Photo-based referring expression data
[Start of section]

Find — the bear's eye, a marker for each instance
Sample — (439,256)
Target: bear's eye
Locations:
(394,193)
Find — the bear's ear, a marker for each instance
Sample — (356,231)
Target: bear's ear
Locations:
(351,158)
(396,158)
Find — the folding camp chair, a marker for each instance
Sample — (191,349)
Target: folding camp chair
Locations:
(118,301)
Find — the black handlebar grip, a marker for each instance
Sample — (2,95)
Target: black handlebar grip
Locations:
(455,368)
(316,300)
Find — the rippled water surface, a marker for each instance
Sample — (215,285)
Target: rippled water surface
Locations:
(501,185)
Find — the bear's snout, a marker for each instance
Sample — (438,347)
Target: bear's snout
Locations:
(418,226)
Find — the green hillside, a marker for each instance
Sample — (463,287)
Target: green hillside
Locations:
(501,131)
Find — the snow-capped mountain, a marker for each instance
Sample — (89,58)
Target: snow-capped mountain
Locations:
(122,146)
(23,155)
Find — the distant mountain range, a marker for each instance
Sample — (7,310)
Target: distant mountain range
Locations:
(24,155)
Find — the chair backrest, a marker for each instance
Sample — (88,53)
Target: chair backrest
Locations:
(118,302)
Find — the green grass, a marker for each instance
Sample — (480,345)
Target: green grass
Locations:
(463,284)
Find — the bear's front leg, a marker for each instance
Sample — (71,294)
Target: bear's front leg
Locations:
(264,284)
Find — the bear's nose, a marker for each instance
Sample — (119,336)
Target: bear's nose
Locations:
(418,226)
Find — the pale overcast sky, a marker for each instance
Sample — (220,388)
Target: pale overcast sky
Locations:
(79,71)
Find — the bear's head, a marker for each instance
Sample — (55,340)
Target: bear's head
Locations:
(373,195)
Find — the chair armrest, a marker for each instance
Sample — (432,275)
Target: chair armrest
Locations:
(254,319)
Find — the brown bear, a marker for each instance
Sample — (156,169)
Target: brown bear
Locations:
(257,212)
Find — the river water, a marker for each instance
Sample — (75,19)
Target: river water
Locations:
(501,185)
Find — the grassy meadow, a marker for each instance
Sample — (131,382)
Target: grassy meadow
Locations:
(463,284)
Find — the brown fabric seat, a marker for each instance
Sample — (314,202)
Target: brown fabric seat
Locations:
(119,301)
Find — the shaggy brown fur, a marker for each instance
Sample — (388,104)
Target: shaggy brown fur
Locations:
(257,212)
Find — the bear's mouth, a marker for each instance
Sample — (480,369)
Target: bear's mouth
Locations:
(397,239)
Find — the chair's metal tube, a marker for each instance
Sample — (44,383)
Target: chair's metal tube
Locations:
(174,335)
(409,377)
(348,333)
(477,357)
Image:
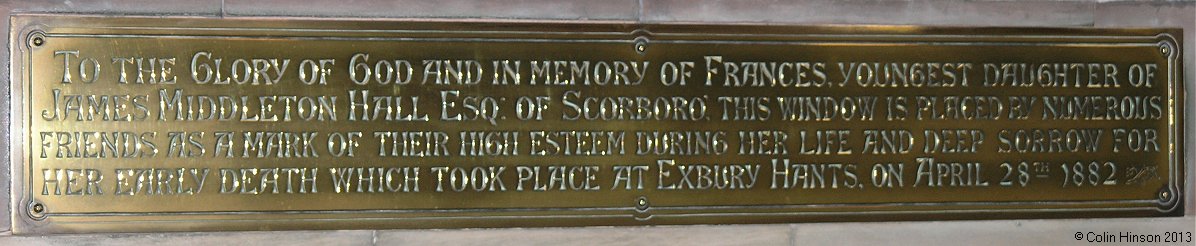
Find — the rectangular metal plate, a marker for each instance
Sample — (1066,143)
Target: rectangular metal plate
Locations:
(142,124)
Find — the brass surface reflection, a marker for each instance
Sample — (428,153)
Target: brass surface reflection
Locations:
(145,124)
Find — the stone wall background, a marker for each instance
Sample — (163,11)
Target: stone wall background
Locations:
(1078,13)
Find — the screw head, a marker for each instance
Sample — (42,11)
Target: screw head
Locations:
(37,210)
(641,203)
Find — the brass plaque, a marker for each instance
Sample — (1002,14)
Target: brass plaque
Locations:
(145,124)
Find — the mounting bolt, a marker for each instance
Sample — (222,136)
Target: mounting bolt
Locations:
(641,203)
(37,210)
(641,45)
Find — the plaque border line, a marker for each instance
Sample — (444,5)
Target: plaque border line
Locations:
(1147,204)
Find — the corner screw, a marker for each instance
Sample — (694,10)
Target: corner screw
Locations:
(641,47)
(641,203)
(37,210)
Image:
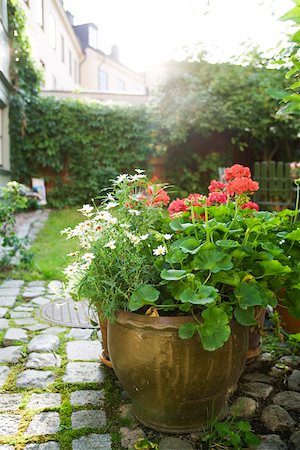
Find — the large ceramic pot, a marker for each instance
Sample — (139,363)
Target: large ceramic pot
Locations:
(175,385)
(288,322)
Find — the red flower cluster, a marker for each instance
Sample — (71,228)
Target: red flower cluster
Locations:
(177,206)
(236,171)
(216,186)
(217,197)
(241,185)
(250,205)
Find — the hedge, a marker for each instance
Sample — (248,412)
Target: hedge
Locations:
(78,147)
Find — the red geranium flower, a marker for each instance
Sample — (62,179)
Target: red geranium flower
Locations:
(177,206)
(242,185)
(236,171)
(217,197)
(250,205)
(216,186)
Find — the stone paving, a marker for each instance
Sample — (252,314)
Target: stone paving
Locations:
(52,388)
(51,379)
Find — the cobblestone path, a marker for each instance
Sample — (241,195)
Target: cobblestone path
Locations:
(51,380)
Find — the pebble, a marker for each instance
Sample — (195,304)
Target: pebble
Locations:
(3,311)
(9,424)
(288,399)
(84,372)
(271,442)
(83,350)
(87,397)
(34,378)
(8,301)
(92,442)
(43,360)
(11,354)
(51,445)
(47,400)
(10,402)
(79,333)
(88,418)
(173,443)
(14,335)
(244,407)
(4,372)
(43,343)
(277,419)
(295,440)
(4,324)
(43,423)
(294,381)
(128,436)
(258,390)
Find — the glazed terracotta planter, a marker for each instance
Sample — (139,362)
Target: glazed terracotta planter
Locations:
(254,336)
(175,385)
(288,322)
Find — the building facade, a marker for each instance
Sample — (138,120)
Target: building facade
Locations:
(70,57)
(4,95)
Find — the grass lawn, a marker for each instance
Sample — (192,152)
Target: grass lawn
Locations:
(50,248)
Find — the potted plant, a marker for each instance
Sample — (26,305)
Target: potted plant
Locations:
(180,288)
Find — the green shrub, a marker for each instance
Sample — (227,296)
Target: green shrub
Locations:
(79,147)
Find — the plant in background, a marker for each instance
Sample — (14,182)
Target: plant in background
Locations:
(12,201)
(215,258)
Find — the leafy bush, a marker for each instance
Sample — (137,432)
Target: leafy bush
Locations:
(12,200)
(79,147)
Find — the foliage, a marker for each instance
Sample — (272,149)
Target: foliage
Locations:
(12,200)
(78,147)
(216,257)
(190,171)
(203,98)
(289,58)
(231,433)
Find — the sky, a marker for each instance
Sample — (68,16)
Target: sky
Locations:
(149,32)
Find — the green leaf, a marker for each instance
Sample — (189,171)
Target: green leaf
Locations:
(274,267)
(190,245)
(187,330)
(230,278)
(173,274)
(213,260)
(144,295)
(203,296)
(245,317)
(248,294)
(214,331)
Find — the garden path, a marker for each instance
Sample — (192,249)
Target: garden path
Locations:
(56,395)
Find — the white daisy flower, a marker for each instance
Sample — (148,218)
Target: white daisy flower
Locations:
(87,210)
(88,257)
(121,178)
(134,212)
(111,245)
(160,250)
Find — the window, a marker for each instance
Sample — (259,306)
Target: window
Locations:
(93,37)
(52,30)
(121,85)
(75,71)
(40,12)
(1,137)
(62,47)
(70,62)
(103,80)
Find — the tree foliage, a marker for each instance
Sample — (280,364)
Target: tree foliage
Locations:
(79,147)
(199,97)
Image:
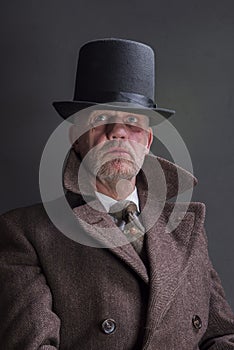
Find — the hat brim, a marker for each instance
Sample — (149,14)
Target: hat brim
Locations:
(68,108)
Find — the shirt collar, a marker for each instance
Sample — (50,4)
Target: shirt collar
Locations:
(107,201)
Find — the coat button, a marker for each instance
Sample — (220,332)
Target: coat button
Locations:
(197,323)
(108,326)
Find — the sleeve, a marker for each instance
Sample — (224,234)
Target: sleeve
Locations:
(26,317)
(220,331)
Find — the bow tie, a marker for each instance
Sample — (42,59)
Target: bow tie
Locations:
(125,215)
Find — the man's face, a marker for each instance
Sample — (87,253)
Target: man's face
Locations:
(115,145)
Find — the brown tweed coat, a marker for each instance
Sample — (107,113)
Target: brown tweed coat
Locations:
(56,293)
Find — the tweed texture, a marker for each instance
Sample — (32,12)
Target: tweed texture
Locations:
(55,293)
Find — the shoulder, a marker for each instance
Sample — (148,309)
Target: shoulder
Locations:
(24,216)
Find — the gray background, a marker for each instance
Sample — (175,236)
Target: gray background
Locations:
(194,41)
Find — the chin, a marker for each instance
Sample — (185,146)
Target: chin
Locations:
(117,169)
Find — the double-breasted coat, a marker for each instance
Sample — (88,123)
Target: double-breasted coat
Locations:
(57,293)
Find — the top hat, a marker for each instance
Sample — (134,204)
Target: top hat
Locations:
(114,71)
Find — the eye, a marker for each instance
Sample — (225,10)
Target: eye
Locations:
(132,119)
(100,118)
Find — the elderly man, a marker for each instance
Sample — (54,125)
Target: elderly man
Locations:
(125,281)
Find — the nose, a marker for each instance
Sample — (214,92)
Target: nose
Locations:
(116,131)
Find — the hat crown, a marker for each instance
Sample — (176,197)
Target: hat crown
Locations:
(113,66)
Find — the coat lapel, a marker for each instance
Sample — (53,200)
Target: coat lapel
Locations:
(169,255)
(99,226)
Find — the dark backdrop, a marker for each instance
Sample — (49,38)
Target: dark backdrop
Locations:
(194,41)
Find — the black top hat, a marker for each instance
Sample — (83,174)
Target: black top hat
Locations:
(113,70)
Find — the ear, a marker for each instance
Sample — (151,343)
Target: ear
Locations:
(73,136)
(150,140)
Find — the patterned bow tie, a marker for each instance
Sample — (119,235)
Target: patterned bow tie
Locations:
(125,215)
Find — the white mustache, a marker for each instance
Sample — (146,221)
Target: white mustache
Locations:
(118,144)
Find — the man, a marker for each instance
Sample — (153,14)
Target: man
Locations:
(125,281)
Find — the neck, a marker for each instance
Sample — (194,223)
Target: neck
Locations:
(118,189)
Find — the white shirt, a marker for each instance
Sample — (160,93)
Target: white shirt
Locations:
(107,201)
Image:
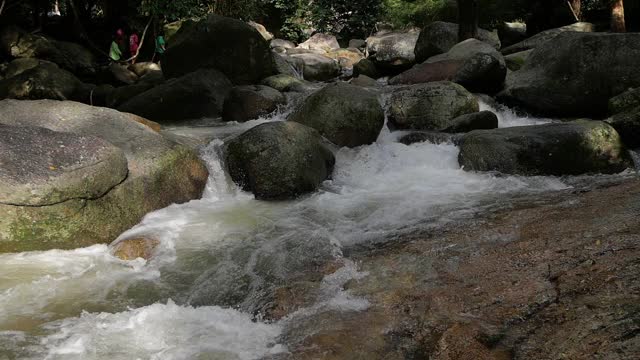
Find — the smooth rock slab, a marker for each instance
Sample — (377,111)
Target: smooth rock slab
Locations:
(573,148)
(43,167)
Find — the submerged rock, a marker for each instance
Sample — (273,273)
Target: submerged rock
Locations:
(430,106)
(160,173)
(231,46)
(279,160)
(565,77)
(250,102)
(572,148)
(195,95)
(346,114)
(439,37)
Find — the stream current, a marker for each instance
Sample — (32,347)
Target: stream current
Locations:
(205,293)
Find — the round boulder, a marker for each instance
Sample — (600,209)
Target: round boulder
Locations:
(231,46)
(430,106)
(347,115)
(279,160)
(250,102)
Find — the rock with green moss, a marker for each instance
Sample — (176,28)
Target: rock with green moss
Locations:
(626,101)
(347,115)
(430,106)
(160,173)
(279,160)
(573,148)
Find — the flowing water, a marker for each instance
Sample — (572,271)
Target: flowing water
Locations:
(205,293)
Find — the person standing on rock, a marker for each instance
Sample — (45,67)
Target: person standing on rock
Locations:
(134,43)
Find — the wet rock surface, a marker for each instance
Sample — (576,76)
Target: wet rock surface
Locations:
(544,279)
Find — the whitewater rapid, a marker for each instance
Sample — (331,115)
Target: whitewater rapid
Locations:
(220,257)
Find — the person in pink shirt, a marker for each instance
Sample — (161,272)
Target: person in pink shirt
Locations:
(134,43)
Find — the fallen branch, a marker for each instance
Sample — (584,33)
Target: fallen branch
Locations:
(144,33)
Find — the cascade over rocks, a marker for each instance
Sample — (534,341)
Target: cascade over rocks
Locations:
(439,37)
(160,173)
(345,114)
(195,95)
(393,50)
(541,38)
(17,43)
(279,160)
(556,82)
(44,81)
(249,102)
(231,46)
(430,106)
(572,148)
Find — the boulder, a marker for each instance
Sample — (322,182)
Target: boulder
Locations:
(345,114)
(366,67)
(474,121)
(231,46)
(541,38)
(134,248)
(393,50)
(430,106)
(250,102)
(517,60)
(364,81)
(318,67)
(285,83)
(321,42)
(625,101)
(439,37)
(262,30)
(44,81)
(627,124)
(17,43)
(195,95)
(142,68)
(279,160)
(572,148)
(565,77)
(472,63)
(160,173)
(44,167)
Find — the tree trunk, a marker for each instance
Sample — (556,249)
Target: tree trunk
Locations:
(617,16)
(467,19)
(576,8)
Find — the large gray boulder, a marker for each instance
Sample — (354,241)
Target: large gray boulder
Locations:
(319,41)
(279,160)
(393,50)
(17,43)
(44,167)
(318,67)
(345,114)
(566,77)
(160,173)
(195,95)
(474,64)
(439,37)
(249,102)
(541,38)
(231,46)
(44,81)
(430,106)
(573,148)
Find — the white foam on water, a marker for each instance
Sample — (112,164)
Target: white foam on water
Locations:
(161,331)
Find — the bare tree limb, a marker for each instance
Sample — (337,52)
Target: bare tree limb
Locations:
(144,33)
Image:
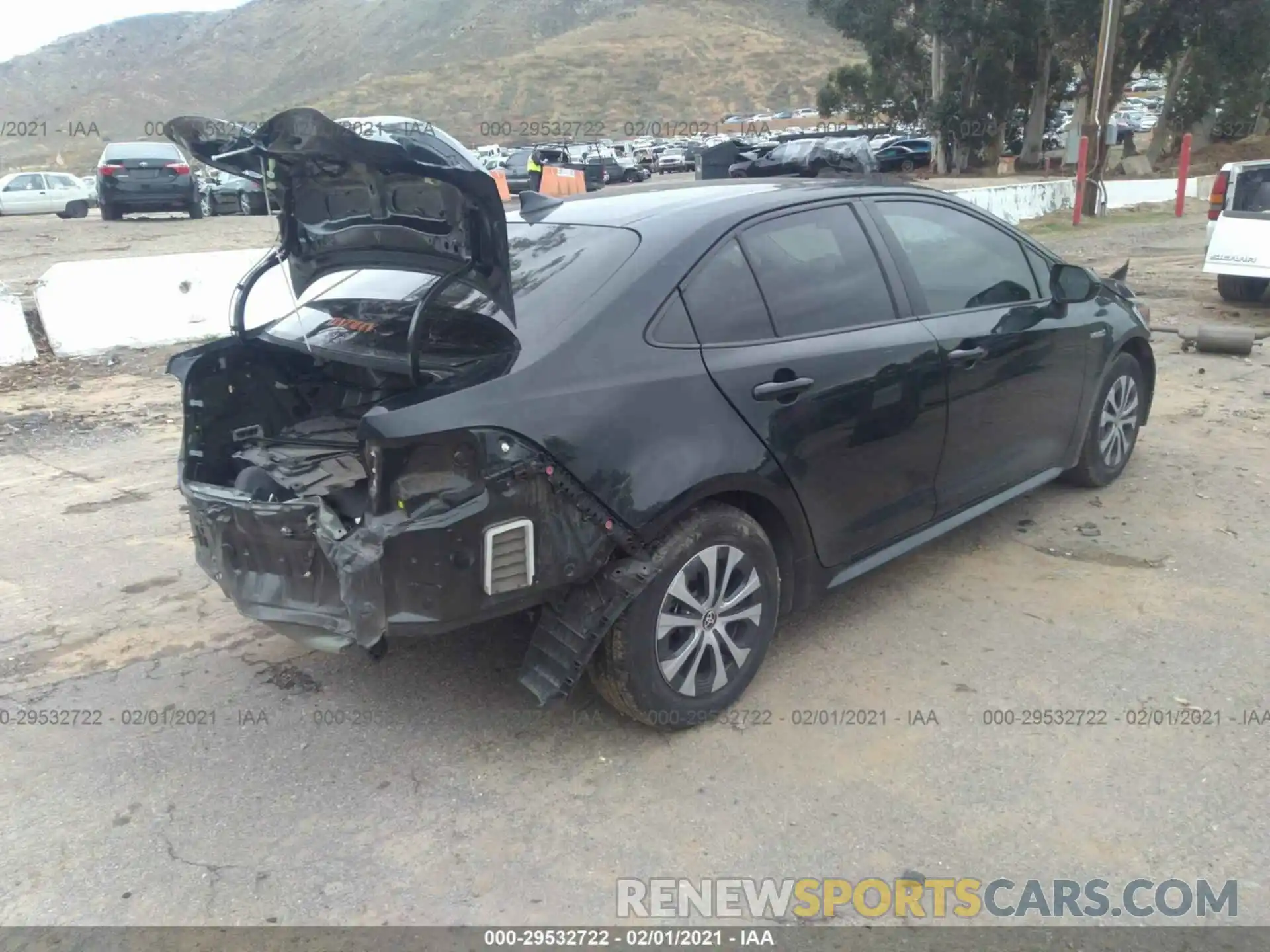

[End of section]

--- What the task requires ---
The lines in the entries above that carry the word "glazed" must be copied.

--- Expected output ---
Find — the glazed terracotta planter, a marker for each instance
Target: glazed terracotta planter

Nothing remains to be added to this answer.